| EXTRAIT |
::::::
De M. Jean-Marie Séronie : « Et si l'agribashing était une chance pour les agriculteurs ? »
Oui, mais il faut bien s'y prendre
« Et si l'agribasing était une chance pour les agriculteurs ? », sur le blog de M. Jean-Marie Séronie et sur Wikiagri est un titre intéressant, ne serait-ce que par sa tonalité un peu provocatrice.
On peut diviser l'article grossièrement en deux parties : un état des lieux et une feuille de route.
Je ne suis pas du même avis pour la première et je partage le second.
« Pourquoi nos concitoyens critiquent-ils de plus en plus une agriculture qu’ils connaissent de moins en moins. Elle est accusée, en vrac et selon les circonstances, de productivisme, d’atteintes à l’environnement, de maltraitance animale ou de mal nourrir les français.
Pourquoi : tout simplement parce qu’ils s’intéressent de plus en plus à l’agriculture ! […]
Les Français s’intéressent à l’agriculture parce qu’ils sont soucieux de leur santé. Ils prennent peu à peu conscience que leur santé dépend de la qualité de leur alimentation et donc quelque part des produits agricoles. […]
Ils sont également de plus en plus préoccupés par l’avenir de la planète, du climat et de l’environnement. […] »
::::::
| CONSIGNES |
(a) D'après l'extrait, en quelles deux parties peut-on diviser grossièrement l'article de M. Jean-Marie Séronie ?
(b) Recopiez intégralement les lignes des données fournies, sans en omettre aucune, en décalant de 22 chaque coordonnée des réponses : commencez à la ligne qui contient « Return a point for each instance of the traffic » et allez jusqu'à la dernière ligne des données.
Les lignes qui suivent n'ont aucun rapport avec l'extrait.
::::::
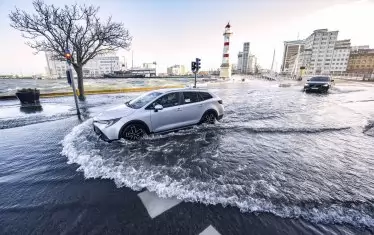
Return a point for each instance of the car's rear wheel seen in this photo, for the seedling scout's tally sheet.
(133, 132)
(209, 118)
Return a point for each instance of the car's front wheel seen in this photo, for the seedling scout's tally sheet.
(209, 118)
(133, 132)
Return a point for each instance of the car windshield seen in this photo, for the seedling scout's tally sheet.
(142, 100)
(320, 79)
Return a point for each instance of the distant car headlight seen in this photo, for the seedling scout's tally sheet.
(108, 122)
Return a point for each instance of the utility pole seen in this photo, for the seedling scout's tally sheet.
(195, 67)
(272, 63)
(70, 77)
(132, 59)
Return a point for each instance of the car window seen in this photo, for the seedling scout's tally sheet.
(190, 97)
(142, 100)
(205, 95)
(168, 100)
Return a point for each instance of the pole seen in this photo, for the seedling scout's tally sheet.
(195, 80)
(272, 63)
(74, 92)
(132, 59)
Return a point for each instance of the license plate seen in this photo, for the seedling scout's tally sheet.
(96, 130)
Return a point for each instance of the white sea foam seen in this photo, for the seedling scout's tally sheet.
(86, 152)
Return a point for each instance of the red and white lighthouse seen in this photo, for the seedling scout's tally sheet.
(225, 70)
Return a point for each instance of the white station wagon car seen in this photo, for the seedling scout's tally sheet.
(158, 111)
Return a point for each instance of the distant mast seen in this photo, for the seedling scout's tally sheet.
(132, 59)
(272, 63)
(225, 70)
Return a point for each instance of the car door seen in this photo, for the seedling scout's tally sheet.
(170, 117)
(192, 108)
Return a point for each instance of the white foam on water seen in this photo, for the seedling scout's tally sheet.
(81, 150)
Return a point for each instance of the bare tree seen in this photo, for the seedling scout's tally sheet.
(76, 27)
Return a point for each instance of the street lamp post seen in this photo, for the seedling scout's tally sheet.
(70, 77)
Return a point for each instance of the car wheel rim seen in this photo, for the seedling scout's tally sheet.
(134, 133)
(210, 118)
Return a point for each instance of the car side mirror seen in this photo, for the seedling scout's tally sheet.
(158, 107)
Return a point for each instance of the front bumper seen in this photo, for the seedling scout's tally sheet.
(102, 131)
(316, 89)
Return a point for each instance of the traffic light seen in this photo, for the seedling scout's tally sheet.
(198, 64)
(68, 56)
(193, 66)
(68, 77)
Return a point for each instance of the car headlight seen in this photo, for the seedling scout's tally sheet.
(108, 122)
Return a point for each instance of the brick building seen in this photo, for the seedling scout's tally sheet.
(361, 61)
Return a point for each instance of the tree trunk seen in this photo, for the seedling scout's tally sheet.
(79, 70)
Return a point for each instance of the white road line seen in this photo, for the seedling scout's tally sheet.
(210, 230)
(156, 205)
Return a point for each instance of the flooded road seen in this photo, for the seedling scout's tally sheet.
(280, 161)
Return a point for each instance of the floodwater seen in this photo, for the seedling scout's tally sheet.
(280, 161)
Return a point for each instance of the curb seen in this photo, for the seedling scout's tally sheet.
(95, 92)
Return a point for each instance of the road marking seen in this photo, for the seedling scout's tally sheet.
(210, 230)
(156, 205)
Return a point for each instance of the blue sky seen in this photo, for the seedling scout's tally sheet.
(176, 31)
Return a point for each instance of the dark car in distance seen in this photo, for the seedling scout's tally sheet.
(318, 84)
::::::
| CORRIGÉS |
(a) Un état des lieux et une feuille de route.

(b)
Return a point for each instance of the traffic light seen in this photo, for the seedling scout's tally sheet.
(220, 86)
(90, 78)
(215, 88)
(90, 99)
Return a point for each instance of the car headlight seen in this photo, for the seedling scout's tally sheet.
(130, 144)
Return a point for each instance of the brick building seen in this photo, for the seedling scout's tally sheet.
(383, 83)
Return a point for each instance of the tree trunk seen in this photo, for the seedling scout's tally sheet.
(101, 92)
Return a point for each instance of the white road line seen in this photo, for the seedling scout's tally sheet.
(232, 252)
(178, 227)
Return a point for each instance of the flooded road seen in this photo, for the seedling scout's tally sheet.
(302, 183)
Return a point for each instance of the floodwater seen in this photo, for the seedling scout's tally sheet.
(302, 183)
Return a point for each instance of the curb seen in this photo, for the seedling scout's tally sheet.
(117, 114)
Return a point for each instance of the road marking seen in this photo, for the seedling scout's tally sheet.
(232, 252)
(178, 227)
Return a point for each instance of the blue sky seen in this photo, for the seedling scout's tally sheet.
(198, 53)
Return a point for each instance of the dark car in distance seen in this photo, for the seedling scout's tally sheet.
(340, 106)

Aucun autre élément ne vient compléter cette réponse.